======== Document segment
With the addition of thermal monitoring of ambient temperature the new mitigation scheme may be able to avoid dropping generators for most of the contingencies. The current mitigation scheme trips a generator unit at the Jim Bridger power plant as the first action in the mitigation scheme. This is an undesirable action because it is very costly to bring a generator back online once the power system is stable again, as well as the costs lost for every minute the generator is offline.

1.2 Project Definition

Due to the growth of Boise and surrounding southern Idaho areas, the Borah West Path has had an increase in power flowing through the path. With the addition of thermal monitoring, a more accurate prediction of when the transmission lines will exceed their thermal limits can be obtained. By knowing the time it takes to change from a nominal temperature to maximum allowable temperature we will be able to design an updated mitigation scheme.

The final mitigation scheme will include a time range for the lines to exceed maximum temperature levels depending on the magnitude of current flow as well as the ambient temperature. The current flowing through the lines will tell us how fast the temperature is going to change, defining a time period over which to run the mitigation scheme. Ambient temperature monitoring will tell us how much the temperature can change, which will narrow or increase the amount of time we have for the mitigation scheme to act.

The mitigation scheme should be designed to avoid generator dropping in the early stages. If actions using series and shunt capacitors do not stabilize the system then generator tripping is allowed. If the system is still unstable often the two Jim Bridger generators are tripped then we must determine what loads need to be dropped to stabilize the system. The mitigation scheme should also keep voltage deviations below 5% of nominal voltage for a one line loss case, and 10% for a two line loss case. The conductor temperature can not exceed 100 C after a double line loss for more than fifteen minutes and for normal operating conditions the conductor temperature should not exceed 80 C.
================
======== Stored rows
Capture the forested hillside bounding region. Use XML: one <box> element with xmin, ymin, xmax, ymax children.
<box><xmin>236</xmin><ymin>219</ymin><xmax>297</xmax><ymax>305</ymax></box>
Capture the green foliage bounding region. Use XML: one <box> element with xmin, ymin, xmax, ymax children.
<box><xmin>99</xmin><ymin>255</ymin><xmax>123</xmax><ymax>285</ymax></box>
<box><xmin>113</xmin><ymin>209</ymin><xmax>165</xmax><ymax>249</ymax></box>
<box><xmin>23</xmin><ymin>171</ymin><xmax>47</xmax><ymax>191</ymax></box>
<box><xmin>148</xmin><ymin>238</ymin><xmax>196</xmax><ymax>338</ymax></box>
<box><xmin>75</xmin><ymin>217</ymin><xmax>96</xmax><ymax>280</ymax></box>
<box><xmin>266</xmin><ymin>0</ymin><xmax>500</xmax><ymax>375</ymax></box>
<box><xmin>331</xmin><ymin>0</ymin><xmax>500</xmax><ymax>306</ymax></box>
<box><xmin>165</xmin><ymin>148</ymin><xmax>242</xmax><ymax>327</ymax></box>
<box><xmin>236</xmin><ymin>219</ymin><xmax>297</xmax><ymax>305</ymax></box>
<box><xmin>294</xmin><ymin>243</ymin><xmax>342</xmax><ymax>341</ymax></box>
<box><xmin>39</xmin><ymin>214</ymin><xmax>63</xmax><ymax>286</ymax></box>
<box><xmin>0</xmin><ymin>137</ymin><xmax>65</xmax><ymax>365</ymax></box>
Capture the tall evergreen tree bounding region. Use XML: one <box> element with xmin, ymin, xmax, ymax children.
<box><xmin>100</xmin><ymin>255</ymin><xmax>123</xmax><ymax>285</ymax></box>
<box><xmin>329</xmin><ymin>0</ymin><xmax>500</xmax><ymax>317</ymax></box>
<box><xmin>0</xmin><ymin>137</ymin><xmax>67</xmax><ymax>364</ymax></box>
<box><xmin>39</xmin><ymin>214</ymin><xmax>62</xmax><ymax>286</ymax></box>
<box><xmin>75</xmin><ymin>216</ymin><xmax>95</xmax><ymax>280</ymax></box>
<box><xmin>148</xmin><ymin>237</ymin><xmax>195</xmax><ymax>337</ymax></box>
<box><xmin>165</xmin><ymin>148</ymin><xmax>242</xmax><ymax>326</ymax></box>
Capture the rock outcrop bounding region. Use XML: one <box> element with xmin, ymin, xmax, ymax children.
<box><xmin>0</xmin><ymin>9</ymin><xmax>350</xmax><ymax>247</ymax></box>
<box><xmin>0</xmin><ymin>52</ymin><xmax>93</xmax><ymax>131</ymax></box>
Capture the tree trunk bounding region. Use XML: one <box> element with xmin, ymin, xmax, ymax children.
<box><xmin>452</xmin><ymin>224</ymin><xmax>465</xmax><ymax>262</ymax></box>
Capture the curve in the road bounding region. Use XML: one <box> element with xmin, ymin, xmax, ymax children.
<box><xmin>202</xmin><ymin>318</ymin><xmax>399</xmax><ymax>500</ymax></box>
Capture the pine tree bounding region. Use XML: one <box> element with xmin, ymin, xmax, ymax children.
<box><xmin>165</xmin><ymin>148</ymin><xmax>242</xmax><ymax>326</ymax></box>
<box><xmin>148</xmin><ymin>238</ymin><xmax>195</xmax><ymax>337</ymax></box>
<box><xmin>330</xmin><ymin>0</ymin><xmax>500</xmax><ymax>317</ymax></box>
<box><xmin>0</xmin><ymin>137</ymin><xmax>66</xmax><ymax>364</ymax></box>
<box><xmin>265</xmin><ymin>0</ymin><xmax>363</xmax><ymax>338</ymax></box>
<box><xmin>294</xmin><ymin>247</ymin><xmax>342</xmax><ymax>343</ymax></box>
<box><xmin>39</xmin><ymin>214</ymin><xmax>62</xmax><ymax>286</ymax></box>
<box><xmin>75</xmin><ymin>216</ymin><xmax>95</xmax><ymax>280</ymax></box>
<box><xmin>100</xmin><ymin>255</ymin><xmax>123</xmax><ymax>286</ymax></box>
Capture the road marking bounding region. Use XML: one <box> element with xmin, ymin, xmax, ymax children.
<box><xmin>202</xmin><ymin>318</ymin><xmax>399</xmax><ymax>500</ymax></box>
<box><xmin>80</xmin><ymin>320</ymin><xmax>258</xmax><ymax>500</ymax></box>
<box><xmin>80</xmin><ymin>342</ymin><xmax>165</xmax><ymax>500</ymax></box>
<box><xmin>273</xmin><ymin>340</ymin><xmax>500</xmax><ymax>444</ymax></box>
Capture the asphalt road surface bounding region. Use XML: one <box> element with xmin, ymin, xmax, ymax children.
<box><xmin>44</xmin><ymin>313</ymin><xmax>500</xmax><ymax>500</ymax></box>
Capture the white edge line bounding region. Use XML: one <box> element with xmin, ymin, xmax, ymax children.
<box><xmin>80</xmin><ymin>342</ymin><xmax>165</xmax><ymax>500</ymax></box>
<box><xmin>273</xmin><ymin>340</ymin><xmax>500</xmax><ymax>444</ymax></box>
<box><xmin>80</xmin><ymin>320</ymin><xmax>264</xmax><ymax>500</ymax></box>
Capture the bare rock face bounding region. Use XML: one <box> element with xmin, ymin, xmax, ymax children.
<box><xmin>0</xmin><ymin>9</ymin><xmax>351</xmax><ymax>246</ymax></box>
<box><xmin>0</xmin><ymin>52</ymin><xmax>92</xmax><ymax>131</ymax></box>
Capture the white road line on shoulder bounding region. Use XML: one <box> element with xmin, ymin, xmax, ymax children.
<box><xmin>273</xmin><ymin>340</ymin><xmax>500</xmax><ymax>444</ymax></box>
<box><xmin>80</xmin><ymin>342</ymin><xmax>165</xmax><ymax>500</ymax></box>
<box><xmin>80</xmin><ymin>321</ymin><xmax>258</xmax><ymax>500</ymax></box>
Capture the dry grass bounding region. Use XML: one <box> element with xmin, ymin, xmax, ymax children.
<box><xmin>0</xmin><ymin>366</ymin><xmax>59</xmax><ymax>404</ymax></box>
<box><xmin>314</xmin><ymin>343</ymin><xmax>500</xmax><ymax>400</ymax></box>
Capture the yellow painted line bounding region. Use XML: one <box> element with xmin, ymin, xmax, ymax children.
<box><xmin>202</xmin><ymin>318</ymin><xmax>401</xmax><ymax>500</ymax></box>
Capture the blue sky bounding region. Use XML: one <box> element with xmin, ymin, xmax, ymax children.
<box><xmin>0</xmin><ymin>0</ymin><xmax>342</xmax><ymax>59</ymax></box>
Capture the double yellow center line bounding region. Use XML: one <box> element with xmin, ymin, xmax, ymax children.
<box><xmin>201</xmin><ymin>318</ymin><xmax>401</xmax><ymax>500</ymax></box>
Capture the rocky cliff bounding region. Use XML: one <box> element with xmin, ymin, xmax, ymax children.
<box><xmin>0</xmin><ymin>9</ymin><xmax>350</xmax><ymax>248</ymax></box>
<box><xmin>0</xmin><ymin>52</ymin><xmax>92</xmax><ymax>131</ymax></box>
================
*Exercise requirements*.
(1) According to the Borah West Path excerpt, why is tripping a generator unit at the Jim Bridger power plant as the first action of the current mitigation scheme undesirable? Answer in one to three sentences.
(2) Print the part of the Borah West Path excerpt starting at "The final mitigation" and ending at "scheme to act.".
The lines above have nothing to do with the Borah West Path excerpt.

*In response*.
(1) It is undesirable because bringing a generator back online after the power system is stable again is very costly. Costs are also lost for every minute the generator stays offline.

(2)
The final mitigation scheme will include a time range for the lines to exceed maximum temperature levels depending on the magnitude of current flow as well as the ambient temperature. The current flowing through the lines will tell us how fast the temperature is going to change, defining a time period over which to run the mitigation scheme. Ambient temperature monitoring will tell us how much the temperature can change, which will narrow or increase the amount of time we have for the mitigation scheme to act.